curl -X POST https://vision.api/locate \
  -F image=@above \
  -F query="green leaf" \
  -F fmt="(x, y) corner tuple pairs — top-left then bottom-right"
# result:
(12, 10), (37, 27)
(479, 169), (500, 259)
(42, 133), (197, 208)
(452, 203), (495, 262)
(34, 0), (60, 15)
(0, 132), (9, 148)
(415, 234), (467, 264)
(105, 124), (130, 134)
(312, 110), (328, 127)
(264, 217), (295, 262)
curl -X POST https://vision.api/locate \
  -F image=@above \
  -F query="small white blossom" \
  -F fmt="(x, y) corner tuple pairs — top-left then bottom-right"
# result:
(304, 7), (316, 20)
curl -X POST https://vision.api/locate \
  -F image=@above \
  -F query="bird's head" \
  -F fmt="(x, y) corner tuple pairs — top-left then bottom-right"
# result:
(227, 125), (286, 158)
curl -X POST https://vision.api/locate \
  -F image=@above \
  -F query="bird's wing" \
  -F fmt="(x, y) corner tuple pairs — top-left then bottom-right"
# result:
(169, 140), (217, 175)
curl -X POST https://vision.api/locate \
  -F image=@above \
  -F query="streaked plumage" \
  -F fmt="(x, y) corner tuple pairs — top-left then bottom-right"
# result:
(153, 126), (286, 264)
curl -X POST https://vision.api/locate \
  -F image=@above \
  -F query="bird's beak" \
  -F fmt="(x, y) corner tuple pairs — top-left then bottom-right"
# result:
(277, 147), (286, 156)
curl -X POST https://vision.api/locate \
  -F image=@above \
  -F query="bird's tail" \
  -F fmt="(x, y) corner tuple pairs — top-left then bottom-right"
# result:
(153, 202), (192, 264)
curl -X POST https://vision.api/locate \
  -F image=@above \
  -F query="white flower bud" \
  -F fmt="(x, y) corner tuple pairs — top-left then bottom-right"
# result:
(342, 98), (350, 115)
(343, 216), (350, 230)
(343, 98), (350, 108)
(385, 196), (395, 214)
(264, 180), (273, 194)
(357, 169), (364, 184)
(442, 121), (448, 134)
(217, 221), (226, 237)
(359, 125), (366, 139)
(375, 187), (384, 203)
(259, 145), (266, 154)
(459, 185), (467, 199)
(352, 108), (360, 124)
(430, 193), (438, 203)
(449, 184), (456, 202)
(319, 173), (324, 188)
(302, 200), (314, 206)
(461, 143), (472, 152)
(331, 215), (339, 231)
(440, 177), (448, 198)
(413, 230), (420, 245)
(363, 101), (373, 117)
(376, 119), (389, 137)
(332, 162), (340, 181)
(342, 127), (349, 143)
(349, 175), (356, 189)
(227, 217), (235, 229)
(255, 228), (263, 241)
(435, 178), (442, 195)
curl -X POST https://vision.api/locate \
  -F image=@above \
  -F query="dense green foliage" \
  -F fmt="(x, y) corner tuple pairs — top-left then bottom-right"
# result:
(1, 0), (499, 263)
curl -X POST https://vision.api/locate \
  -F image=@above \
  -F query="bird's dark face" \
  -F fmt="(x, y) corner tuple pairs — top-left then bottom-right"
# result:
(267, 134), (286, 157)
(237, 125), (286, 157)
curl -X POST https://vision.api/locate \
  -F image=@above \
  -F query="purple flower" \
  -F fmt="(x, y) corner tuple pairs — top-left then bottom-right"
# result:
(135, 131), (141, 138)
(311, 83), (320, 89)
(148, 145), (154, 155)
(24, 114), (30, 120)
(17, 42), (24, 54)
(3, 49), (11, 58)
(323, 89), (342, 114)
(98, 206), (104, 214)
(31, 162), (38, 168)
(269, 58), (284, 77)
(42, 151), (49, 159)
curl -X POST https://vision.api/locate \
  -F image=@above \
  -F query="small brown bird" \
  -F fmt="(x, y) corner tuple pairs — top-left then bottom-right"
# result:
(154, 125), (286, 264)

☆ ☆ ☆

◆ **What is required**
Every line above is to be transcribed exactly, with nothing dropped.

◆ **Written solution**
curl -X POST https://vision.api/locate \
  -F image=@above \
  -F query="green leaf" \
  -F fmt="(x, y) corner tuple pairs — top-left then bottom-right"
# result:
(12, 10), (37, 27)
(479, 169), (500, 259)
(42, 133), (197, 208)
(452, 203), (495, 262)
(34, 0), (60, 15)
(0, 132), (9, 148)
(415, 234), (467, 264)
(105, 124), (130, 134)
(312, 110), (328, 127)
(264, 217), (295, 262)
curl -X POST https://vision.api/locate \
  -F image=@above \
  -F query="small white blossom" \
  -F fmt="(x, y) corner tuple pairs — top-left then bottom-right"
# result:
(304, 7), (316, 20)
curl -X POST https://vision.api/locate \
  -F image=@above \
  -F query="bird's head" \
  -F fmt="(x, y) corner tuple pairs — top-left then bottom-right"
# result:
(227, 125), (286, 158)
curl -X POST https://vision.api/locate \
  -F image=@above \
  -F query="bird's wing" \
  -F fmt="(x, y) corner tuple pairs — top-left then bottom-right"
# result:
(169, 140), (217, 175)
curl -X POST https://vision.api/locate \
  -F image=@above \
  -F query="streaked plumage" \
  -F fmt="(x, y) corner tuple pairs — top-left then bottom-right"
# result:
(153, 126), (286, 264)
curl -X POST https://vision.api/locate \
  -F image=@above \
  -F query="bird's beak" \
  -F fmt="(x, y) corner tuple pairs — top-left then bottom-right"
# result:
(277, 147), (286, 156)
curl -X POST https://vision.api/locate \
  -F image=@above \
  -F query="bird's tail" \
  -F fmt="(x, y) corner tuple pairs — top-left then bottom-right"
# result:
(153, 202), (192, 264)
curl -X POST https://vision.api/locate \
  -F image=@above \
  -F query="white flower bud" \
  -F fmt="(x, y) corner tuple pairs — top-left then bottom-right"
# result:
(342, 98), (350, 115)
(343, 216), (350, 230)
(343, 98), (350, 108)
(385, 196), (395, 214)
(264, 180), (273, 194)
(357, 169), (364, 184)
(442, 121), (448, 134)
(217, 221), (226, 237)
(359, 125), (366, 139)
(375, 187), (384, 203)
(259, 145), (266, 154)
(459, 185), (467, 199)
(352, 108), (360, 124)
(430, 193), (438, 203)
(449, 184), (456, 202)
(319, 173), (324, 188)
(302, 200), (314, 206)
(461, 143), (472, 152)
(331, 215), (339, 231)
(440, 177), (448, 198)
(413, 230), (420, 245)
(363, 101), (373, 117)
(376, 119), (389, 137)
(332, 162), (340, 181)
(342, 127), (349, 143)
(349, 175), (356, 189)
(227, 217), (235, 229)
(255, 228), (263, 241)
(435, 178), (442, 195)
curl -X POST https://vision.api/locate \
  -F image=@above \
  -F query="dense green foliage" \
  -F fmt="(x, y) corner tuple pairs — top-left then bottom-right"
# result:
(1, 0), (499, 263)
curl -X POST https://vision.api/locate \
  -F image=@above \
  -F query="bird's dark face" \
  -F fmt="(x, y) corner tuple pairs — top-left then bottom-right"
# result:
(267, 134), (286, 157)
(237, 125), (286, 157)
curl -X POST https://vision.api/locate \
  -F image=@above \
  -F query="purple flower" \
  -F fmt="(x, y) corner tuple pairs — top-left then bottom-right"
# result:
(135, 131), (141, 138)
(311, 83), (320, 89)
(148, 145), (154, 155)
(24, 114), (30, 120)
(17, 42), (24, 54)
(3, 49), (11, 58)
(323, 89), (342, 114)
(98, 206), (104, 214)
(31, 162), (38, 168)
(269, 58), (284, 77)
(42, 151), (49, 159)
curl -X POST https://vision.api/locate \
  -F image=@above \
  -F query="small brown bird" \
  -F fmt="(x, y) corner tuple pairs — top-left then bottom-right"
# result:
(154, 125), (286, 264)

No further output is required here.